=== KUTIPAN HALAMAN ===
■ ■ ■ ■ ■ ■ ■

TRADISI MENGANTAR
DEWA DAPUR
SEBAGAI SARANA PERTOBATAN
Ardian Cangianto
Setiap budaya dan kepercayaan mengenal suatu sistem “penyesalan dan merevisi diri”. Tujuannya agar membangun masyarakat yang tertib dan damai. Mengarahkan manusia agar mengingat kelakuannya dan merevisi diri. Tanpa adanya revisi dan penyesalan, manusia sulit untuk bergerak maju ke depan menuju lebih baik lagi dalam kehidupan dan kualitas hidup duniawinya. Sedangkan dari sudut spiritualitas dan religiusitas, laku “penyesalan dan revisi diri” meningkatkan spiritualitasnya.
Buddhisme Mahayana Tiongkok dan Taoisme mengenal “doa penyesalan” 懺悔文. Penyesalan menjadi amat penting dalam ritual maupun praktek kehidupan sehari-hari bagi manusia. Praktek ini diperlukan karena manusia memiliki nafsu-nafsu indriawi yang perlu dikontrol, selain itu manusia memiliki dasar-dasar kebaikan yang perlu dipupuk serta dipelihara. Jika perbuatan-perbuatan jahat yang merugikan orang lain itu tidak disadari dan disesali, maka hati manusia yang baik itu menjadi meredup dan lenyap. Nafsu-nafsu indirawi semakin menguat dan memperbudak diri manusia.
Penyesalan dan pertobatan juga berkaitan dengan “renyi” 仁義 yang bermakna keadilan dan kemanusiaan. Banyak manusia yang ditindas dan dianiaya tanpa mendapatkan keadilan dari para pelaku. Betapa banyak amarah yang terpendam karena tidak adanya keadilan dan kemanusiaan ini dan kemudian menimbulkan bencana. Penyesalan dan pertobatan para pelaku yang melakukan ketidak adilan dan perbuaatan tidak manusiawi ini bisa membantu meredam bencana ini. Dan dengan penyesalan maka bisa menjadikan diri menyadari apa yang diperbuat itu merugikan orang lain. Dengan demikian bisa mengarahkan manusia agar berproses untuk semakin mendekati, syukur jika bisa melaksanakan kemanusiaan secara utuh dan memahami apa yang dimaksud “adil”.

■ ■ ■ ■ ■ ■ ■

=== BAHAN TERKUMPUL ===
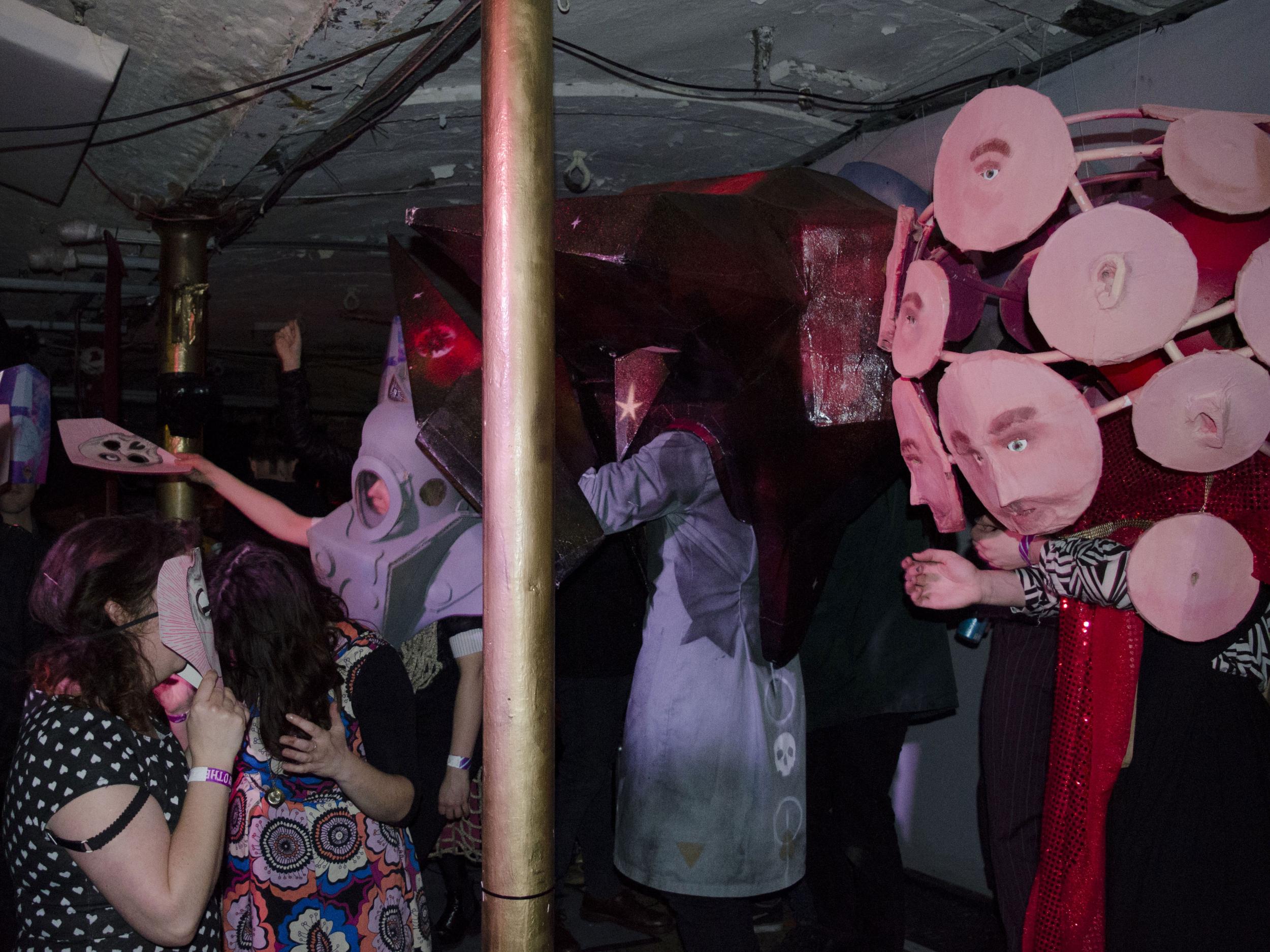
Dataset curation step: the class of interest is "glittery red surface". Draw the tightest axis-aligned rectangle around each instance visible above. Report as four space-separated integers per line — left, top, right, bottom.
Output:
1024 599 1143 952
1024 414 1270 952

■ ■ ■ ■ ■ ■ ■

=== TUGAS LATIHAN ===
A - Tuliskan kembali tanpa perubahan bagian kutipan halaman yang dimulai dengan "Buddhisme Mahayana Tiongkok" dan berlanjut terus sampai "memperbudak diri manusia.".
B - Tolong sebutkan semua kata atau frasa dalam kutipan halaman yang diapit tanda kutip.
C - Menurut kutipan halaman, apa makna "renyi"?
Baris-baris data tidak berkaitan dengan kutipan halaman.

=== JAWABAN TERTULIS ===
A -
Buddhisme Mahayana Tiongkok dan Taoisme mengenal “doa penyesalan” 懺悔文. Penyesalan menjadi amat penting dalam ritual maupun praktek kehidupan sehari-hari bagi manusia. Praktek ini diperlukan karena manusia memiliki nafsu-nafsu indriawi yang perlu dikontrol, selain itu manusia memiliki dasar-dasar kebaikan yang perlu dipupuk serta dipelihara. Jika perbuatan-perbuatan jahat yang merugikan orang lain itu tidak disadari dan disesali, maka hati manusia yang baik itu menjadi meredup dan lenyap. Nafsu-nafsu indirawi semakin menguat dan memperbudak diri manusia.

B -
penyesalan dan merevisi diri
penyesalan dan revisi diri
doa penyesalan
renyi
adil

C - Keadilan dan kemanusiaan.